Rev. Mariano Arellano. Pastor de la Iglesia Evangélica Española

Buenas tardes. Paz y bendición para cada uno de vosotros.

Doy gracias a Dios por la oportunidad de estar con vosotros en estos días tan especiales y también por el privilegio de poder compartir unas palabras con vosotros.

La organización de este evento me pidió un breve mensaje sobre “Como unir nuestras divisiones y traer paz al mundo”. La verdad es que desde el principio me pareció un enorme desafío abordar este tema que tiene unas implicaciones tan profundas.

Por algún motivo vino a mi mente la imagen de un camino por el que todos transitamos. El camino implica movimiento, es decir que no queremos quedarnos allí donde estamos, queremos avanzar en la vida, alcanzar nuevas metas personales y colectivas. Si somos personas de fe queremos madurar espiritualmente. Con independencia de nuestras creencias, todos queremos construir un mundo mejor, en el que se pueda vivir de un modo más digno y humano.

**OBJETIVOS:**
1/ Haz una lista de todo lo que, según el mensaje del pastor, queremos hacer.
2/ En el mensaje del pastor, ¿sobre qué tema le pidió la organización del evento un breve mensaje?
3/ Prosigue el mensaje del pastor a partir de su última frase.

**SECCIÓN DE DATOS:**
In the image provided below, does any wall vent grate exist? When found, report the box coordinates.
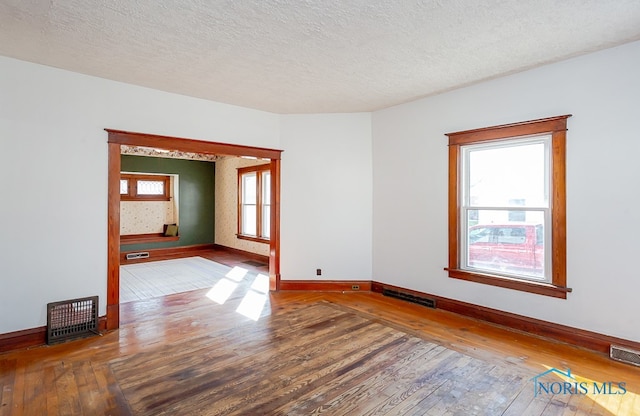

**PROBLEMAS RESUELTOS:**
1/
Avanzar en la vida.
Alcanzar nuevas metas personales y colectivas.
Madurar espiritualmente, si somos personas de fe.
Construir un mundo mejor, en el que se pueda vivir de un modo más digno y humano.

2/ Sobre cómo unir nuestras divisiones y traer paz al mundo.

3/
Me resulta realmente sorprendente que a lo largo de la historia los seres humanos hayamos mostrado tantas veces nuestra incapacidad para caminar juntos, y sobre todo me llama mucho la atención que esto sea también aplicable a aquellos que nos hacemos llamar cristianos, hijos de un mismo Padre y por tanto hermanos unos de otros.

Hay en los Evangelios un pasaje que puede ayudarnos a entender algunas de las claves que dificultan nuestra unión.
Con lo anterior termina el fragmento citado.